## Begin DATA FOR THIS EXERCISE

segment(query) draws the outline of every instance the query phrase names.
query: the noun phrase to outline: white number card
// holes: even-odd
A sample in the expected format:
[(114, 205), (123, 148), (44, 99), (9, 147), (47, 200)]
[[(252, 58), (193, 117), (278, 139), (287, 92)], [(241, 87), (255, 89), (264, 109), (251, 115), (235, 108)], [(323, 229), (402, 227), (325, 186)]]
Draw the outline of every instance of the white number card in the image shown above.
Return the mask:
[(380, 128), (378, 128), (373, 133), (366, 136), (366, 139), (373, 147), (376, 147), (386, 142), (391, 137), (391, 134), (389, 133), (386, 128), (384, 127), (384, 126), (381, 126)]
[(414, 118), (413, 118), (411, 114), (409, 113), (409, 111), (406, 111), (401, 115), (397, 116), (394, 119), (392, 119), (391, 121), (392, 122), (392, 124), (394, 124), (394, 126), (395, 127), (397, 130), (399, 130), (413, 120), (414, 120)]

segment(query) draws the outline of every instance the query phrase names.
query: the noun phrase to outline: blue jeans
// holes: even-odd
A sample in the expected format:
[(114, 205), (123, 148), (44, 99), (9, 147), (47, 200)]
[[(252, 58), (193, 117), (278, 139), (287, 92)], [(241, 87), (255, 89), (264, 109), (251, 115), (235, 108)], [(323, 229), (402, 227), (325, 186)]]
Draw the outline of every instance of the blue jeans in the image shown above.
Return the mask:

## End DATA FOR THIS EXERCISE

#### THE TASK
Rewrite all the records with "every instance" swapped for "each instance" wherever it occurs, changing nothing else.

#### REPLY TO THE EXERCISE
segment(query) draws the outline of each instance the query phrase names.
query: the noun phrase to outline: white number card
// holes: even-odd
A sample in the expected format:
[(114, 205), (123, 148), (44, 99), (9, 147), (47, 200)]
[[(252, 58), (193, 117), (278, 139), (287, 92)], [(241, 87), (255, 89), (264, 109), (251, 115), (235, 108)], [(323, 229), (402, 227), (325, 186)]]
Draw the outline of each instance of the white number card in the image shown above.
Return the mask:
[(380, 128), (378, 128), (373, 133), (366, 136), (366, 139), (373, 147), (376, 147), (386, 142), (391, 137), (391, 134), (389, 133), (386, 128), (384, 127), (384, 126), (381, 126)]
[(414, 118), (413, 118), (411, 114), (409, 113), (409, 111), (406, 111), (401, 115), (397, 116), (394, 119), (392, 119), (391, 121), (392, 122), (392, 124), (394, 124), (394, 126), (395, 127), (397, 130), (399, 130), (413, 120), (414, 120)]

segment(query) draws the outline of each instance the query phrase names.
query: the noun phrase to outline: blue jeans
// holes: even-odd
A sample in the expected format:
[(114, 205), (123, 148), (44, 99), (9, 147), (47, 200)]
[[(252, 58), (193, 117), (278, 139), (287, 92)], [(241, 87), (255, 89), (264, 109), (251, 115), (235, 108)], [(323, 229), (402, 227), (325, 186)]]
Draw the outline of each instance of the blue jeans in the image shown above.
Return the mask:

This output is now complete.